- **THINGS TO DO**
• a. Transcribe the part of the translator guide that begins at the words "1. The path" and stops after the words "of the translator.".
• b. Pick up the translator guide where it stops and continue it.
[Begin TEXT EXTRACT]
Source-to-source Translator: SM-centric Transformation

Xiangqing Ding(xding3)

Overview

In this project, a source-to-source translator that can transform CUDA code to an SM-Centric form is designed and implemented based on LLVM and Clang. In the Build and Run section, instructions of compiling and running the translator are provided. Then the details of how the translator is implemented is described in the Implementation section. In the end, some specifications about test cases will be described.

Build and Run

Assumptions

The original CUDA file to be translated should be with the suffix ".cu" to ensure the naming of generated file

Build

  1. Run install.sh to configure the environment
  2. Direct to the clang tool source folder (/home/ubuntu/llvm/llvm/tools/clang/tools)
  3. Create a folder named sm-centric
  4. Put the SM_centric_transformation.cpp (Source code) and CMakeLists.txt (Dependency file) under the sm-centric folder. Both files can be found in the Source Code folder within the submitted files
  5. Modify the CMakeLists.txt in the clang tool folder. Append one line to the end of the file: add_clang_subdirectory(sm-centric)
  6. Direct to the build-release folder (/home/ubuntu/llvm/build-release)
  7. Run ninja sm-centric

Once the translator is built successfully, message like following will be displayed:

ubuntu@ubuntu:~/llvm/build-release$ ninja sm-centric
[2/2] Linking CXX executable bin/sm-centric

Run

Run the translator on one file:

cd ~/llvm/build-release
bin/sm-centric path/filename.cu -- --cuda-host-only [options]

Run the translator on multiple files:

cd ~/llvm/build-release
bin/sm-centric path/filename.cu path2/filename2.cu ... -- --cuda-host-only [options]

After that, a SM-Centric form CUDA file will be generated under the the same folder with the original file. For instance, if the original file is named test.cu, the name of the generated file should be test_smc.cu and in the same path with test.cu

Specification

  1. The path of original files could be relative path or absolute path
  2. When running the translator on test cases, dependency path should be specified in the command. However, without the dependency path, the error messages like 'helper_cuda.h' file not found could be ignored, which may not influence the result of the translator.
[End TEXT EXTRACT]
[Begin INFORMATION GIVEN]
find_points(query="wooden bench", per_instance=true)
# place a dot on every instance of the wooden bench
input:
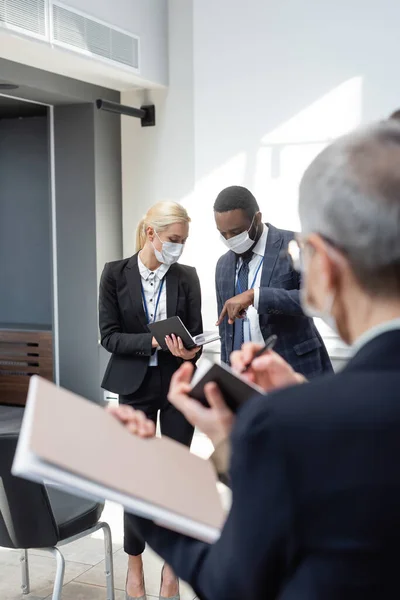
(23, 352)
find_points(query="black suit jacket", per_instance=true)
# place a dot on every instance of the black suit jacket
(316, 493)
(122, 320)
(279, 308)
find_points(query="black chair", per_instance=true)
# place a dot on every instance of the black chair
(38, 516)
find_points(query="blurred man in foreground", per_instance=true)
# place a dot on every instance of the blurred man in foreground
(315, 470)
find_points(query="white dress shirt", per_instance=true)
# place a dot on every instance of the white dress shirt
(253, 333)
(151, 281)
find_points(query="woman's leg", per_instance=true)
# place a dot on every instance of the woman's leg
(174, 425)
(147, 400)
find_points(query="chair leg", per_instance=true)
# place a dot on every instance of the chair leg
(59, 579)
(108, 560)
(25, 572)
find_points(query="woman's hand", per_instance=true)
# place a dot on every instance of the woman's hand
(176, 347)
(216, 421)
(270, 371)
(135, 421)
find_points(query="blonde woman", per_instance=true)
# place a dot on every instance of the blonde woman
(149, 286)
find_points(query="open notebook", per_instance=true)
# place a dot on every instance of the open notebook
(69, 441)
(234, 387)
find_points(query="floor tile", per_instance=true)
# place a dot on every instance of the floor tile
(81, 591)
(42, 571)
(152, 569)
[End INFORMATION GIVEN]
[Begin INFORMATION GIVEN]
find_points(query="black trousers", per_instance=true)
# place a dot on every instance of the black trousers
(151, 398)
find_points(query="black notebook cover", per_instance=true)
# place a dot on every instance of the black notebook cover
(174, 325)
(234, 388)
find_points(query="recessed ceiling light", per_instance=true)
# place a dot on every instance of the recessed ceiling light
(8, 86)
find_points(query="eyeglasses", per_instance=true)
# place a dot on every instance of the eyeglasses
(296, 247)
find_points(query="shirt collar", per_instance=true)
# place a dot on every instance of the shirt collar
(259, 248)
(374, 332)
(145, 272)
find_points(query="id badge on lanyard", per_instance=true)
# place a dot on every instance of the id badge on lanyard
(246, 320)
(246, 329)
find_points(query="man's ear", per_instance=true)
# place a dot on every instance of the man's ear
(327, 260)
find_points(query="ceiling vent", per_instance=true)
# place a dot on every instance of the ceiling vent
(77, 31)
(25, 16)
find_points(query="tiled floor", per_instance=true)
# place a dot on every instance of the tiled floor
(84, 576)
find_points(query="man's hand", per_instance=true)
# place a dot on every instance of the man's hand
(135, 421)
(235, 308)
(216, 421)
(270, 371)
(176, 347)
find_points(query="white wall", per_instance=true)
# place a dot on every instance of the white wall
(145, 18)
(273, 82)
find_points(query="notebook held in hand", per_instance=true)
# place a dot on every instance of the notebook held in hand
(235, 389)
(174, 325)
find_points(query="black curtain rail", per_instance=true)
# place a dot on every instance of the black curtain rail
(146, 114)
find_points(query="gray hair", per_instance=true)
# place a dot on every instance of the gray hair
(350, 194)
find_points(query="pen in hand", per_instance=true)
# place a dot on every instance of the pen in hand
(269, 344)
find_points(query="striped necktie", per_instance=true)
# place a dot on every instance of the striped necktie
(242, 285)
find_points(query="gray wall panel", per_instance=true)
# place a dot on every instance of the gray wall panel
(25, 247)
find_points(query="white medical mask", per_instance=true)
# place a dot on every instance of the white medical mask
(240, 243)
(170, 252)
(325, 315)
[End INFORMATION GIVEN]
- **RESPONSES PER TASK**
• a.
1. The path of original files could be relative path or absolute path
  2. When running the translator on test cases, dependency path should be specified in the command. However, without the dependency path, the error messages like 'helper_cuda.h' file not found could be ignored, which may not influence the result of the translator.

• b.
Implementation

Main Tasks

  1. Adding smc.h Header

When the program creates/opens the generated file, it will firstly put the include statement at the start of the file. Though the include statement is required to be put after other headers, it does not any difference for current test cases when it is put at the start of the file.

...
	// Add smc header
    outputFile << "#include \"smc.h\""
               << "\n";
    // Put the other transformed code into stream
    outputFile << std::string(RewriteBuf->begin(), RewriteBuf->end());
...
  1. Rewriting Kernel Function Definition

This task can be divided several steps:

  • Check whether a function is a kernel function

In CUDA programming, the kernel function is marked with "__global__". To check whether current function is a kernel function, hasAttr<CUDAGlobalAttr>() is called when a FunctionDecl node is visited. In addition, hasBody() method is called to check whether the function is defined. After that, more transformations can be made on the kernel functions.

bool VisitFunctionDecl(FunctionDecl *func)
{
    // Check if kernal functions (function with __global__ )
    if (func->hasAttr<CUDAGlobalAttr>())
    {
        if (func->hasBody())
        {
			.....// More transformations
        }
    }
    return true;
}
  • Add the __SMC_Begin and the __SMC_End to the definition of the kernel function

To add the __SMC_Begin, the start location of function definition should be found. This is achieved by calling getLocStart() on the function body, which is a Stmt object returned by getBody() method. After that, __SMC_End can also be added in the end of function definition in the same way.

			...
            // Add __SMC_Begin to the beginning of the definition of the kernel function
            std::stringstream kernal_begin;
            kernal_begin << "\n\t"
                         << "/*-------------|SMC Change: Add __SMC_Begin|-------------*/\n\t" // highlight
                         << "__SMC_Begin"
                         << "\n";
            st = funcBody->getLocStart(); // Get the start of the function definition
            SMC_Rewriter.InsertTextAfterToken(st, kernal_begin.str());
			...
            // Add __SMC_End to the end of the definition of the kernel function
            std::stringstream kernal_end;
            kernal_end << "\n\t"
                       << "/*-------------|SMC Change: Add __SMC_End|-------------*/\n\t" // highlight
                       << "__SMC_End"
                       << "\n";
            st = funcBody->getLocEnd(); // Get the end of the function definition
            SMC_Rewriter.InsertTextBefore(st, kernal_end.str());
			...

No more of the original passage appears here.